#### [COMPLETE THE FOLLOWING]
**1)** List every forum username that appears in the thread about password-less su below, in the order each first shows up.
**2)** Write what comes next in the forum thread on password-less su below, starting right after the last quoted post.

#### [SELECTED TEXT]
** START **
Galactic_Dominator said:
			
		

> You can if the root passwd is blank


Definitely not recommended. And I don't recommend a password-less su or sudo either.


----------



## dbi (Oct 14, 2010)

luna said:
			
		

> in /etc/pam.d/su comment out the line containing *auth* and *system* e.g.
> 
> 
> 
> ...



Doesn't work here?


----------



## phoenix (Oct 14, 2010)

Uhm, why would you want a password-less su command?  That's just asking for a rooting.

Install sudo and use that.  At least then you can lock it down to specific commands that can be run as root without requiring a password.

But allowing people to become root without a password?  That's madness.


----------



## dbi (Oct 14, 2010)

phoenix said:
			
		

> Uhm, why would you want a password-less su command?  That's just asking for a rooting.
> 
> Install sudo and use that.  At least then you can lock it down to specific commands that can be run as root without requiring a password.
> 
> But allowing people to become root without a password?  That's madness.
** END **
#### [PROVIDED RECORDS]
** START **
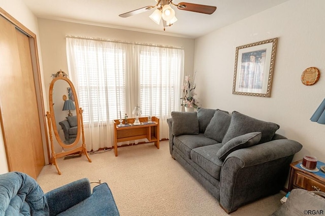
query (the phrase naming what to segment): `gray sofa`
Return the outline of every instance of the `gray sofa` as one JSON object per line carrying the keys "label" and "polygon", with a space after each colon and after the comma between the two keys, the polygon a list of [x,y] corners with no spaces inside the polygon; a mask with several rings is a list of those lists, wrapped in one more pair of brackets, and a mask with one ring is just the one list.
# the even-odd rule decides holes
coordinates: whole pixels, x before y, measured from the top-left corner
{"label": "gray sofa", "polygon": [[68,116],[65,119],[60,122],[59,124],[64,134],[63,142],[66,144],[73,143],[77,137],[78,133],[78,119],[76,116]]}
{"label": "gray sofa", "polygon": [[279,126],[238,112],[172,112],[170,154],[228,213],[278,193],[302,148],[275,133]]}

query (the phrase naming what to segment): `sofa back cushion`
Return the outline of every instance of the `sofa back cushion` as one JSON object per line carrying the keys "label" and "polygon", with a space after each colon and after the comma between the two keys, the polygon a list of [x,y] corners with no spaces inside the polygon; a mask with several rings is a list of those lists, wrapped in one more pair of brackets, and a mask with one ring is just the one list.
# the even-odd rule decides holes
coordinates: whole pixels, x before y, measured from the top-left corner
{"label": "sofa back cushion", "polygon": [[199,121],[196,112],[172,112],[172,132],[174,136],[199,134]]}
{"label": "sofa back cushion", "polygon": [[204,131],[204,135],[221,142],[232,119],[228,112],[217,110]]}
{"label": "sofa back cushion", "polygon": [[204,133],[216,110],[211,109],[199,107],[198,109],[198,120],[199,129],[200,133]]}
{"label": "sofa back cushion", "polygon": [[277,124],[259,120],[234,111],[222,143],[224,144],[233,138],[251,132],[262,132],[259,143],[268,142],[272,140],[275,131],[279,128],[280,126]]}
{"label": "sofa back cushion", "polygon": [[253,132],[233,138],[218,151],[217,157],[223,161],[232,152],[258,143],[261,137],[261,132]]}
{"label": "sofa back cushion", "polygon": [[0,215],[49,215],[46,198],[36,181],[20,172],[0,175]]}
{"label": "sofa back cushion", "polygon": [[68,116],[68,117],[66,117],[66,118],[71,127],[76,127],[78,125],[77,116]]}

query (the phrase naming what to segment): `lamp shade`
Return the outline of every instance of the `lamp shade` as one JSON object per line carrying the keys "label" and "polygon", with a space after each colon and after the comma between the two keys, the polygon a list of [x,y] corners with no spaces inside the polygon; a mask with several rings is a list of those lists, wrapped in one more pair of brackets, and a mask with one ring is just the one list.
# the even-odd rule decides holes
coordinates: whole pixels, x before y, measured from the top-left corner
{"label": "lamp shade", "polygon": [[325,124],[325,99],[324,99],[310,118],[312,122],[316,122],[319,124]]}
{"label": "lamp shade", "polygon": [[166,21],[170,21],[175,17],[175,11],[168,5],[165,5],[162,7],[162,19]]}
{"label": "lamp shade", "polygon": [[71,100],[66,100],[64,101],[64,104],[63,105],[63,108],[62,109],[63,110],[76,110],[76,106],[75,104],[72,102]]}
{"label": "lamp shade", "polygon": [[160,11],[156,9],[149,17],[153,21],[159,25],[160,23],[160,20],[161,19],[161,14],[162,13]]}

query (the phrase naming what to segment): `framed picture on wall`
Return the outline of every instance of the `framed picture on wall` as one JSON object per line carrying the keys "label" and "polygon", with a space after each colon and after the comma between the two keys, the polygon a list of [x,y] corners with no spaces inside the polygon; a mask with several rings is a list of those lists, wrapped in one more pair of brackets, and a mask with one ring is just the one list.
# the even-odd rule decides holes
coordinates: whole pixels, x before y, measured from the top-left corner
{"label": "framed picture on wall", "polygon": [[233,94],[271,97],[278,38],[237,47]]}

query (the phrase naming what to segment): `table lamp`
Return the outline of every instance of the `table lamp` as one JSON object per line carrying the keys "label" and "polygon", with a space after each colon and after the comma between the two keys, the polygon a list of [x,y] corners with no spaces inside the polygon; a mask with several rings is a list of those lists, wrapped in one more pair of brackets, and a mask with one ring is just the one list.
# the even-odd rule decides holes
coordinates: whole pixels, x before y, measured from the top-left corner
{"label": "table lamp", "polygon": [[64,104],[63,105],[63,108],[62,109],[62,111],[64,110],[69,110],[69,113],[68,114],[68,116],[72,116],[72,113],[71,113],[71,110],[76,110],[76,106],[75,104],[72,102],[72,100],[64,100]]}

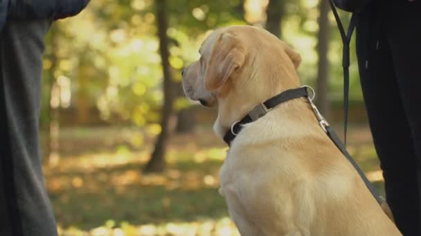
** END **
#### [RESULTS IN ORDER]
**1)** Galactic_Dominator, dbi, luna, phoenix

**2)**
While being afraid the discussion would go off-topic, I believe those questions really deserve an answer.

At first glance the idea seems scary indeed, but actually it is all about convenience with no security reduction in this particular case. 

- Who can do "switch user" (su)?
- The wheel members only.
- Who is a wheel member?
- No one but root and yours truly.
- Who has an ssh access?
- Another account with no "wheel" membership and no one else. 

If someone cracked the dedicated ssh account, they could not do "su" from it. So, what's the point to enter the root's password every time I want to do an administrative task?

Finally, a few words about sudo.
I dislike sudo.
I like su.
I'd always prefer to type the root password before switching to sudo.

So, back to the original question: is FreeBSD capable of doing passwordless su?


----------



## Galactic_Dominator (Oct 15, 2010)

Maybe blank root password and no root login access via /etc/ttys?


----------



## jalla (Oct 15, 2010)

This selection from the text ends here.